Add 121 to every coordinate in the answer outlines, then write out everything from the line containing "If you could segment every instance of the paper" down to the end of the records, requests included, and nothing else. Leave the numbers in the requests and their format samples unchanged.
* Start SOURCE DATA *
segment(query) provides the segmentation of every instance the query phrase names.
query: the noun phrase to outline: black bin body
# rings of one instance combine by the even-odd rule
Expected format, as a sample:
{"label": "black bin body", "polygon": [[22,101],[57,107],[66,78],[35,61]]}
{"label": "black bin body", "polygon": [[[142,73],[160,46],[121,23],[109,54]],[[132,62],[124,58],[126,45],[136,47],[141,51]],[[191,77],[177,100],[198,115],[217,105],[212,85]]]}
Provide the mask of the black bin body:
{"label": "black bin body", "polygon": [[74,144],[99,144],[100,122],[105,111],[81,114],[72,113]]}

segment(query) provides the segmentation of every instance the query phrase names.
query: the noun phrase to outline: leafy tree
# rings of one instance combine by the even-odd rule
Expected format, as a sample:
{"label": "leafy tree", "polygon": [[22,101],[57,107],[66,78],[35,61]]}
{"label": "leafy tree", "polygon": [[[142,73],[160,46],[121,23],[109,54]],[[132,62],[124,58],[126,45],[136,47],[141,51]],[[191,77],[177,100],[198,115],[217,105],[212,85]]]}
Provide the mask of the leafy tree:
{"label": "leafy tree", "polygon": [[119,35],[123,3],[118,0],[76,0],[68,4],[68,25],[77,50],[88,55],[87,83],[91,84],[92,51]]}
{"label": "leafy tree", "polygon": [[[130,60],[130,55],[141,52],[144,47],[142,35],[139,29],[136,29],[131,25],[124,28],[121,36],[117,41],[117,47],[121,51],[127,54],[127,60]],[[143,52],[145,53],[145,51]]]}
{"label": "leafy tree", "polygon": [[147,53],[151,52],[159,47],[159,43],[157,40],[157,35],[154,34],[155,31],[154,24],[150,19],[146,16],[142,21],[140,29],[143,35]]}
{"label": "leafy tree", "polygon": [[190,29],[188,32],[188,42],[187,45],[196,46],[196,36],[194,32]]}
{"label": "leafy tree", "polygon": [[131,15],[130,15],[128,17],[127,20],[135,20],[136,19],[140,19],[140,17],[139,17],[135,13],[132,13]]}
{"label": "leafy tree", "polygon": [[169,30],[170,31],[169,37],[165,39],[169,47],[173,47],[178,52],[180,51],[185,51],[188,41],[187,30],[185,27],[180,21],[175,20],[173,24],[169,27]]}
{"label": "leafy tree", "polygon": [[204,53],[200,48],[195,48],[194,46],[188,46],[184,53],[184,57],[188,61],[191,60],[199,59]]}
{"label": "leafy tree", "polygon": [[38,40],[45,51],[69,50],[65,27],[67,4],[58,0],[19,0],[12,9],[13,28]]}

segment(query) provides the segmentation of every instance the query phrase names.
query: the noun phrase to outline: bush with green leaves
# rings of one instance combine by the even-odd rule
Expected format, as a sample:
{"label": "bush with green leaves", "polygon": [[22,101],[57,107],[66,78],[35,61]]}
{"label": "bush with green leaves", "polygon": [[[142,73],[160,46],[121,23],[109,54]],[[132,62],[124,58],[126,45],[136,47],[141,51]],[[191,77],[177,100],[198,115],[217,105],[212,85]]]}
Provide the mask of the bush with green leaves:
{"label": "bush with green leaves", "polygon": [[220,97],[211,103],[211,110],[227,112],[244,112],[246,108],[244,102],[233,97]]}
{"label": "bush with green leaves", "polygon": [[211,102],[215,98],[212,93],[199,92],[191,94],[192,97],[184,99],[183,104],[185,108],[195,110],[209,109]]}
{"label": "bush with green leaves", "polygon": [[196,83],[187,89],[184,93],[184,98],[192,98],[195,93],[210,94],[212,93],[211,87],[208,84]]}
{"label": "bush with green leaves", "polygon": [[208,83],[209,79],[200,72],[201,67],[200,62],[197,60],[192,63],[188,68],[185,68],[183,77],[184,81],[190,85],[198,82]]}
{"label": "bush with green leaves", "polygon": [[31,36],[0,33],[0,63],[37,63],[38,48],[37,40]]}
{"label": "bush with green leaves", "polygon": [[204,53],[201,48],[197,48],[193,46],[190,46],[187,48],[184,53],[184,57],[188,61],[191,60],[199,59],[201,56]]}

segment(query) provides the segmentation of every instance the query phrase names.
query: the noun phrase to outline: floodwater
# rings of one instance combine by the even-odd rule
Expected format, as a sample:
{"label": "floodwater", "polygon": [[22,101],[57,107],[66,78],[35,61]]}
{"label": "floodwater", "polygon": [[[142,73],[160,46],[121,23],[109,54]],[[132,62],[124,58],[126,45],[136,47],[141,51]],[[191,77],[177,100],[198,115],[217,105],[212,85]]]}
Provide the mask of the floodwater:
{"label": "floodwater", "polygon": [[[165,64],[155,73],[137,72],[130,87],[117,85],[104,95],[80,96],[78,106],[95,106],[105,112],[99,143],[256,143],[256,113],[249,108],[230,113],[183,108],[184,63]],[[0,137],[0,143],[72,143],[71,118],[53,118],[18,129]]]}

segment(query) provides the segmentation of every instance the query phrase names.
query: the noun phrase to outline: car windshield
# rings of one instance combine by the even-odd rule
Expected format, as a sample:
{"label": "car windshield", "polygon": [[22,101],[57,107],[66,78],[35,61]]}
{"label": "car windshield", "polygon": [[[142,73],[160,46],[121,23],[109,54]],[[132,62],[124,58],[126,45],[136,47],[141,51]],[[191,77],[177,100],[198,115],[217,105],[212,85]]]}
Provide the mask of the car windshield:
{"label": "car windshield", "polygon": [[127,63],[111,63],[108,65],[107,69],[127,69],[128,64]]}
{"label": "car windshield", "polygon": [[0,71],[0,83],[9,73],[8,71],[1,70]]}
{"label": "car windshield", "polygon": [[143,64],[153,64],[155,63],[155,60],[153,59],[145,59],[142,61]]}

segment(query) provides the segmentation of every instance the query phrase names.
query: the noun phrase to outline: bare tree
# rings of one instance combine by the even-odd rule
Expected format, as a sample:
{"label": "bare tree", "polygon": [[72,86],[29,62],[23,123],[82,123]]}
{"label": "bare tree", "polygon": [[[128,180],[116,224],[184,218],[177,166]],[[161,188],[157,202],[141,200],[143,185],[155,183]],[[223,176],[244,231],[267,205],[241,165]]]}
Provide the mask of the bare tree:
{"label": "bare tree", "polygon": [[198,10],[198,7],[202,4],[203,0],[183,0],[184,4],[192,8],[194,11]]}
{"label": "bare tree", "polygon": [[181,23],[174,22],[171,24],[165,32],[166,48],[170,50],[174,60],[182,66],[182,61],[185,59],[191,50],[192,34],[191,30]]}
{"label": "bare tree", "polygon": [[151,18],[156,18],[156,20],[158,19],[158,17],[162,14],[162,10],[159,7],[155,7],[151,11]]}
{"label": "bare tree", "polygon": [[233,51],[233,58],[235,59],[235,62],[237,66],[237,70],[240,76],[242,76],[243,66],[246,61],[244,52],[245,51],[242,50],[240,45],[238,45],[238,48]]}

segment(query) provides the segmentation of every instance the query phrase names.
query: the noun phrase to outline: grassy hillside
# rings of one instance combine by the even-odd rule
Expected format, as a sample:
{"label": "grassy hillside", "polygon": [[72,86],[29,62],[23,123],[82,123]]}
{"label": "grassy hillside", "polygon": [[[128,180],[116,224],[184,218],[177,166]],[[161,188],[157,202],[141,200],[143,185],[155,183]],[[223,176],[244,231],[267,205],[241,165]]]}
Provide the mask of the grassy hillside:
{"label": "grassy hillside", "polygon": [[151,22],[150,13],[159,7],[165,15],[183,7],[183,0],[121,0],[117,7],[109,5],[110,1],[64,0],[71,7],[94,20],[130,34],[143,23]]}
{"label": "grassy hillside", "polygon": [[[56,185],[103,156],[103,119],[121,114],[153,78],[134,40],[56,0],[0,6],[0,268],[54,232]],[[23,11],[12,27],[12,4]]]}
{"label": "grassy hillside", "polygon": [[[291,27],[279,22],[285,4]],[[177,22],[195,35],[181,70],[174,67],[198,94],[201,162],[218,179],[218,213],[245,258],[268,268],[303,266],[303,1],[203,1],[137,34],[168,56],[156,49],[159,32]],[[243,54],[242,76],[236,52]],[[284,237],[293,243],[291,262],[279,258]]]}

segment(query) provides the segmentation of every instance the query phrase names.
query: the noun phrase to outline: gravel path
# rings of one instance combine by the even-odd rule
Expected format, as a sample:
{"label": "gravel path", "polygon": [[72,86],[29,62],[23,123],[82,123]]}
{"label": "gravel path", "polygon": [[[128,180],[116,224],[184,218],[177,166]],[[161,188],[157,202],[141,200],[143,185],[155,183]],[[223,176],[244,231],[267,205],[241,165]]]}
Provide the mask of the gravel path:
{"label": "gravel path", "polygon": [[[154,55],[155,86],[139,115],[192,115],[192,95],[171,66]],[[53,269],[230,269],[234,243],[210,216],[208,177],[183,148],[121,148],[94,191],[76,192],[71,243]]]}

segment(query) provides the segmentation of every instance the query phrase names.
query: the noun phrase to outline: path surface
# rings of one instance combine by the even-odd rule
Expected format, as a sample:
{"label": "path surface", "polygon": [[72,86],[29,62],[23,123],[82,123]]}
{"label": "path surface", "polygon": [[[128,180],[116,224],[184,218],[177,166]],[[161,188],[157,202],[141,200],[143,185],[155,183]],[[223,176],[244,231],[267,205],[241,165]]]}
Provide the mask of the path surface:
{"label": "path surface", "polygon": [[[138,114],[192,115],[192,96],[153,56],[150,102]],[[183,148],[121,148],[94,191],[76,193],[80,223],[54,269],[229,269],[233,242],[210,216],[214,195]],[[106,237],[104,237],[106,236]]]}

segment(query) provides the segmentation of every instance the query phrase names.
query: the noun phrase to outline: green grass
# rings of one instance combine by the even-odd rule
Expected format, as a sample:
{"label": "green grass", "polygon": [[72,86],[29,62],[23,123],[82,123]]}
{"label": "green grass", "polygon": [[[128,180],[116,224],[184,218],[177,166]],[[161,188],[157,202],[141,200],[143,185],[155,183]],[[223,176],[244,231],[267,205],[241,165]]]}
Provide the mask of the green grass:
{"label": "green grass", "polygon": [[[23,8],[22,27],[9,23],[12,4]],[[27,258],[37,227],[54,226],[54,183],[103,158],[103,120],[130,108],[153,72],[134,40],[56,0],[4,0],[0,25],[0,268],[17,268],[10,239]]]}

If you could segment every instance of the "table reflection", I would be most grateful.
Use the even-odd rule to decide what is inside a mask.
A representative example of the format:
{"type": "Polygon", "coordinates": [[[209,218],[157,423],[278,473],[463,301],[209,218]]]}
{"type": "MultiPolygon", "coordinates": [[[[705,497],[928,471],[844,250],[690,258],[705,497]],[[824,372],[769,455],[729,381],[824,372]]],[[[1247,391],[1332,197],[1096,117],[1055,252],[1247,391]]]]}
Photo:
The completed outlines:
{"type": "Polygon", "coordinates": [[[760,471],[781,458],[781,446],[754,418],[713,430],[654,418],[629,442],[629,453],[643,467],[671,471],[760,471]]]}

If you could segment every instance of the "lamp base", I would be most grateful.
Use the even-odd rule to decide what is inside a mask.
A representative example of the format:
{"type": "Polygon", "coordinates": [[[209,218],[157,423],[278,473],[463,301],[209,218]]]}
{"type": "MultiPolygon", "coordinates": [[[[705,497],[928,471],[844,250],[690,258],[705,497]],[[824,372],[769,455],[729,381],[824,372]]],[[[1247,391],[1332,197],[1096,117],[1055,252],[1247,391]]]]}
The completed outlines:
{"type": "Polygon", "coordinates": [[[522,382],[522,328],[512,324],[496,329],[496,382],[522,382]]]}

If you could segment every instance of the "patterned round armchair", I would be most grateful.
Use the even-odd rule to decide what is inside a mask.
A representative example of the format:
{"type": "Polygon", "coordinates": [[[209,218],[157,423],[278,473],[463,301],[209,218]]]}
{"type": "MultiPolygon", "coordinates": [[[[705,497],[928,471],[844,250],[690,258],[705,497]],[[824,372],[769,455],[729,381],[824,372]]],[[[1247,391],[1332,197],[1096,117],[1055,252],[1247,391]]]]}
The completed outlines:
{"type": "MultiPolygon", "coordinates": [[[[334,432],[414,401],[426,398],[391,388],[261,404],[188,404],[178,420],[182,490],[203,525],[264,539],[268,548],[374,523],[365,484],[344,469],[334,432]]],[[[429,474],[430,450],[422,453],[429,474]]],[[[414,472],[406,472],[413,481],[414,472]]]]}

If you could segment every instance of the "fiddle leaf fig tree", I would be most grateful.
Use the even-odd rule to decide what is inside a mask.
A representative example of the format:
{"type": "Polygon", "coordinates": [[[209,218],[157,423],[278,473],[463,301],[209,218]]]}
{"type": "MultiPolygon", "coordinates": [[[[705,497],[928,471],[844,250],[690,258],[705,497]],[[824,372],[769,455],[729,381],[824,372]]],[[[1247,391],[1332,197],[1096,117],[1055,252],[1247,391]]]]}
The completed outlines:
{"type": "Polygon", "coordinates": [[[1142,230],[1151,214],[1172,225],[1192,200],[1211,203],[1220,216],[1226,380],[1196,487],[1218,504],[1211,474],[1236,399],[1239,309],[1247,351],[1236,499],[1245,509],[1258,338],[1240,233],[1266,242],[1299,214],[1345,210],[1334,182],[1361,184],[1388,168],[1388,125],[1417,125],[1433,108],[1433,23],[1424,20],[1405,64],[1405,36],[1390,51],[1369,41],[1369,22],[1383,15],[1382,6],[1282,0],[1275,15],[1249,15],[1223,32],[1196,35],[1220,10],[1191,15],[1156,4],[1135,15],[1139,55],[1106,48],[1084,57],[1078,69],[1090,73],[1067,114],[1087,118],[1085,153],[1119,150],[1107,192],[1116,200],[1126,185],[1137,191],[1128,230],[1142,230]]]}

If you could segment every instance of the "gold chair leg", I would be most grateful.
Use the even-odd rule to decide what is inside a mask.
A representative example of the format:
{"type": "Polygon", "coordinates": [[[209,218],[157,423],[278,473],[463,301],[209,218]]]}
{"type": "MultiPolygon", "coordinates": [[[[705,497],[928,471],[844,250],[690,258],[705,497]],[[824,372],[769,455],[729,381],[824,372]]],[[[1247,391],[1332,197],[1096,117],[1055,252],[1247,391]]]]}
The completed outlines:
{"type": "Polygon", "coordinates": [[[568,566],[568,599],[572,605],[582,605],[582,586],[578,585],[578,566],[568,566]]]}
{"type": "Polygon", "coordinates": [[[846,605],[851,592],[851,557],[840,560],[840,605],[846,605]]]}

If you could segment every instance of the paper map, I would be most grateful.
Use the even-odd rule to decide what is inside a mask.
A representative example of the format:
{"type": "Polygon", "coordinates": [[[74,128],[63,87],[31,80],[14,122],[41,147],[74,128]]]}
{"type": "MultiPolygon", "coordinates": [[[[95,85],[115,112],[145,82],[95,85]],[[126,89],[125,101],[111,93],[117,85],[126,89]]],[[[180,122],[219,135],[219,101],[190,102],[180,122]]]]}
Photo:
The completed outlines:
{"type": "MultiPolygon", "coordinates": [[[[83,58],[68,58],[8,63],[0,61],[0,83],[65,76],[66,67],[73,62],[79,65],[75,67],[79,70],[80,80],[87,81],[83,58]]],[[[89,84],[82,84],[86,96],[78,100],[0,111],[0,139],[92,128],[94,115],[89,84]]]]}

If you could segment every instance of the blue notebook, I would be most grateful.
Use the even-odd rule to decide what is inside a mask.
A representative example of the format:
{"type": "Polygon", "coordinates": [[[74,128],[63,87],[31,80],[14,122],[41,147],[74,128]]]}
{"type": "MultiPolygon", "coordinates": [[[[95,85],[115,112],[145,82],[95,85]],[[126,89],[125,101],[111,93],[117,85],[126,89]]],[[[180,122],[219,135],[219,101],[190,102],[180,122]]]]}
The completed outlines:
* End SOURCE DATA *
▸ REPLY TO THE EXERCISE:
If you could segment every instance of the paper map, I would be most grateful.
Use the even-odd rule to decide what is inside a mask.
A representative example of the format:
{"type": "Polygon", "coordinates": [[[74,128],[63,87],[31,80],[14,122],[41,147],[74,128]]]}
{"type": "MultiPolygon", "coordinates": [[[[95,85],[115,112],[145,82],[95,85]],[[126,89],[125,101],[111,93],[117,85],[126,89]]],[[[180,122],[219,135],[219,101],[190,102],[180,122]]]]}
Photo:
The completed outlines:
{"type": "MultiPolygon", "coordinates": [[[[204,179],[189,179],[129,184],[121,182],[121,204],[186,197],[187,188],[194,183],[200,186],[196,188],[200,191],[201,201],[208,202],[204,179]]],[[[210,205],[203,205],[207,217],[199,221],[121,232],[121,260],[213,249],[215,236],[210,205]]]]}

If you could segment every instance of the blue notebook, I would be most grateful.
Use the even-odd rule to decide what is inside a mask.
A representative example of the format:
{"type": "Polygon", "coordinates": [[[74,128],[63,87],[31,80],[14,122],[41,147],[74,128]]]}
{"type": "MultiPolygon", "coordinates": [[[[95,85],[115,112],[145,82],[95,85]],[[126,89],[125,101],[111,93],[117,85],[126,89]]],[[[180,122],[219,135],[219,101],[190,102],[180,122]]]]}
The completed outlines:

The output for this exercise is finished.